▸ **What is asked**:
Would you retype all of these records exactly?

--- start of Provided records ---

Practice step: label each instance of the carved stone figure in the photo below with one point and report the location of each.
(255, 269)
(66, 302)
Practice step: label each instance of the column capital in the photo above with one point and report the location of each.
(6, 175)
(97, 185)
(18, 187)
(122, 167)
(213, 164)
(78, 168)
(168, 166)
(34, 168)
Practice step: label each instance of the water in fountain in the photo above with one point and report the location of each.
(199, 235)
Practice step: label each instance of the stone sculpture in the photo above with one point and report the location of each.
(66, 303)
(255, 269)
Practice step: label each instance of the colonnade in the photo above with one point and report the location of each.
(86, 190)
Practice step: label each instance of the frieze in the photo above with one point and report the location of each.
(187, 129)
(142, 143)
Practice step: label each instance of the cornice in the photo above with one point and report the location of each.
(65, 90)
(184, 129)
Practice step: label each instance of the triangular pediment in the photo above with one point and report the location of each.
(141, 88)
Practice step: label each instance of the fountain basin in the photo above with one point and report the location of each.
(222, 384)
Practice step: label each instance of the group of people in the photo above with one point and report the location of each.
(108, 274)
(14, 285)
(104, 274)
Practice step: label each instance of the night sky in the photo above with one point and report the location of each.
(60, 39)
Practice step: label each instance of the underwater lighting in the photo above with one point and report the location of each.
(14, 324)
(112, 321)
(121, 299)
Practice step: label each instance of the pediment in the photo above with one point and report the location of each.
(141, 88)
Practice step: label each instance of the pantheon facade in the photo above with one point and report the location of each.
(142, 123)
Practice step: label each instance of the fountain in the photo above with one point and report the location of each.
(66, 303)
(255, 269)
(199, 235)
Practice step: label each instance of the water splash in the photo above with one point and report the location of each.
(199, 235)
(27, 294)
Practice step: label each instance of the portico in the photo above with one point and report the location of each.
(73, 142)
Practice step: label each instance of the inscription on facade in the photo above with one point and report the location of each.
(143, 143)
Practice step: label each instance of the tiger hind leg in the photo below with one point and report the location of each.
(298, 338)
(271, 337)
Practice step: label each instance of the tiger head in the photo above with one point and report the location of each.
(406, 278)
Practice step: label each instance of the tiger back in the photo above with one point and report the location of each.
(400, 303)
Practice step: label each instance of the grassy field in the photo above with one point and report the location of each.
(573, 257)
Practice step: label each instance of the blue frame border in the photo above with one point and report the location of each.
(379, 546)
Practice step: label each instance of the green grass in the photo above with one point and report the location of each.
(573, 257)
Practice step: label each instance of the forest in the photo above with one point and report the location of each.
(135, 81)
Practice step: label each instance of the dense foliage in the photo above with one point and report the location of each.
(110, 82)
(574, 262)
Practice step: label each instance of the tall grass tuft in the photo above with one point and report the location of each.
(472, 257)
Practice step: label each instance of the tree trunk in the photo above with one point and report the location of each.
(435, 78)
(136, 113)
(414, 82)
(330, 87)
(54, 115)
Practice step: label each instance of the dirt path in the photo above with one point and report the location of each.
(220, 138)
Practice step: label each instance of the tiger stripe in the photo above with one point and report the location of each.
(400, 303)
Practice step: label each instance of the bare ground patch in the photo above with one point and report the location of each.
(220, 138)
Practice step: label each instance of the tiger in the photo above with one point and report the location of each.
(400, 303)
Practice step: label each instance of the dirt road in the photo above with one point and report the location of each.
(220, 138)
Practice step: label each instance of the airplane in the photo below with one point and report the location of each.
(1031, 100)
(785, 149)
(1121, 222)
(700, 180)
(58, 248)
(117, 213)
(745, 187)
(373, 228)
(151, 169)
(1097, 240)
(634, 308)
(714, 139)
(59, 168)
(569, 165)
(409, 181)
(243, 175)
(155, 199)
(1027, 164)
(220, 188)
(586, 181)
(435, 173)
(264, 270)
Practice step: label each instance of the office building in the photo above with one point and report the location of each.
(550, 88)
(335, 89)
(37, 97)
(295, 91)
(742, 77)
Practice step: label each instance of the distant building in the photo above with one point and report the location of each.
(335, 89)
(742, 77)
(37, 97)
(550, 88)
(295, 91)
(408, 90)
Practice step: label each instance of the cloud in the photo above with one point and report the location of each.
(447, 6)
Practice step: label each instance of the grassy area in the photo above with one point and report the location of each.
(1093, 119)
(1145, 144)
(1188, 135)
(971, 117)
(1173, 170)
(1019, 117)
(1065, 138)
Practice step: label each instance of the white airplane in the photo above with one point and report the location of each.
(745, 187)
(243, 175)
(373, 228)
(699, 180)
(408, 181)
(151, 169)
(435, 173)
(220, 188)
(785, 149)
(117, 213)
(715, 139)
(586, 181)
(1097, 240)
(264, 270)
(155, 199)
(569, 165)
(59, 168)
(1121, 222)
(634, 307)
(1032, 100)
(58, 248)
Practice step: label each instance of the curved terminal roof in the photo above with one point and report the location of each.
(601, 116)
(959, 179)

--- end of Provided records ---

▸ **Complete response**:
Practice step: label each instance of the carved stone figure in the photo below with one point and report the location of each.
(255, 269)
(66, 302)
Practice step: label each instance of the column capital in the photo above with one point and report the location of each.
(6, 175)
(97, 185)
(18, 187)
(122, 167)
(213, 164)
(78, 168)
(168, 166)
(34, 168)
Practice step: label each instance of the water in fountain in the photo above with one point and report the location of each.
(199, 235)
Practice step: label each instance of the stone sculpture in the photo above with one point and report the location of each.
(66, 303)
(255, 269)
Practice step: label each instance of the colonnade in the photo above with one point and report the location of each.
(86, 190)
Practice step: label each instance of the frieze in the photo above with one point and report the location of each.
(187, 129)
(142, 143)
Practice step: label each instance of the cornice in the photo above with one point and report the location of each.
(65, 90)
(184, 129)
Practice step: label each instance of the triangular pediment in the photo above with one point and report the location of each.
(141, 88)
Practice step: label each instance of the fountain basin in the photo above with one point and report the location of each.
(222, 384)
Practice step: label each instance of the group of people in the photo above with one point and report the location of each.
(108, 274)
(14, 285)
(104, 274)
Practice step: label each instance of the night sky in the photo above with one point and report the location of each.
(60, 39)
Practice step: label each instance of the underwater lighting in the photo above with one point and report the location of each.
(14, 324)
(112, 321)
(121, 299)
Practice step: label each instance of the pediment in the photo above with one point and report the location of each.
(141, 88)
Practice step: label each instance of the pantheon facade in the photo above with one point and report the location of each.
(142, 123)
Practice step: label each instance of the fountain in the photo above with one point and report the location of each.
(66, 303)
(255, 269)
(199, 235)
Practice step: label each instance of the water splash in the photo above with one point and report the location of each.
(199, 235)
(27, 294)
Practice step: label each instance of the portico in the photo above with one point and report the location of each.
(73, 142)
Practice step: label each instance of the inscription on facade in the photo above with one point and report the location of each.
(143, 143)
Practice step: label each instance of the tiger hind leg in the photo below with one point and report the location of each.
(298, 338)
(271, 337)
Practice step: label each instance of the tiger head in the photo above with one point and report the location of each.
(406, 278)
Practice step: label each instance of the tiger back in the photo above with one point and report the location of each.
(400, 303)
Practice step: label each instance of the grassy field in the photo above with one point and report the location of each.
(573, 257)
Practice step: label each instance of the blue frame border in the photo above with one point and report the location of each.
(379, 546)
Practice step: label each instance of the green grass in the photo above with one point and report the location of each.
(573, 257)
Practice step: label each instance of the forest in the photo above with one point and report the location of each.
(135, 81)
Practice step: label each instance of the dense foliage in the photo above with one point and report the location of each.
(110, 82)
(574, 262)
Practice step: label each instance of the tall grass tuft in the photo above with one point and report the location of each.
(472, 257)
Practice step: label each instance of the tree trunk in the photo above with one point and report the location of each.
(435, 78)
(136, 113)
(414, 82)
(330, 87)
(54, 115)
Practice step: label each instance of the dirt path in the photo above with one point and report the location of each.
(220, 138)
Practice step: label each instance of the tiger stripe in the photo above with one point and report the location of each.
(400, 303)
Practice step: label each instance of the bare ground patch in the photo above with one point and report the location of each.
(220, 138)
Practice step: label each instance of the tiger in the photo above with one point and report the location of each.
(400, 303)
Practice step: label each instance of the dirt road in the photo above with one point and report the location of each.
(220, 138)
Practice step: label each instance of the airplane in the photo below with one point and report the location of each.
(1031, 100)
(785, 149)
(1121, 222)
(700, 180)
(58, 248)
(117, 213)
(745, 187)
(373, 228)
(151, 169)
(1097, 240)
(634, 308)
(714, 139)
(59, 168)
(569, 165)
(409, 181)
(243, 175)
(155, 199)
(1027, 164)
(220, 188)
(586, 181)
(435, 173)
(264, 270)
Practice step: label each instance of the office building in the photo above with one point and report the location of each.
(550, 88)
(335, 89)
(37, 97)
(295, 91)
(742, 77)
Practice step: label each instance of the distant building in the photo above with one point and report the location of each.
(335, 89)
(742, 77)
(37, 97)
(550, 88)
(295, 91)
(408, 90)
Practice step: label each instance of the cloud in the photo above with one point and report the location of each.
(447, 6)
Practice step: label each instance of the grassy area in the photo above with one point and report the location of each.
(1093, 119)
(1145, 144)
(1188, 135)
(971, 117)
(1173, 170)
(1019, 117)
(1065, 138)
Practice step: label each instance of the white airplane in the photo above with one point and report the location of each.
(745, 187)
(243, 175)
(373, 228)
(699, 180)
(408, 181)
(151, 169)
(435, 173)
(220, 188)
(785, 149)
(117, 213)
(715, 139)
(586, 181)
(1097, 240)
(264, 270)
(155, 199)
(569, 165)
(59, 168)
(1121, 222)
(634, 307)
(1032, 100)
(58, 248)
Practice step: label each instance of the curved terminal roof in the photo above with one point and report the location of each.
(601, 116)
(959, 179)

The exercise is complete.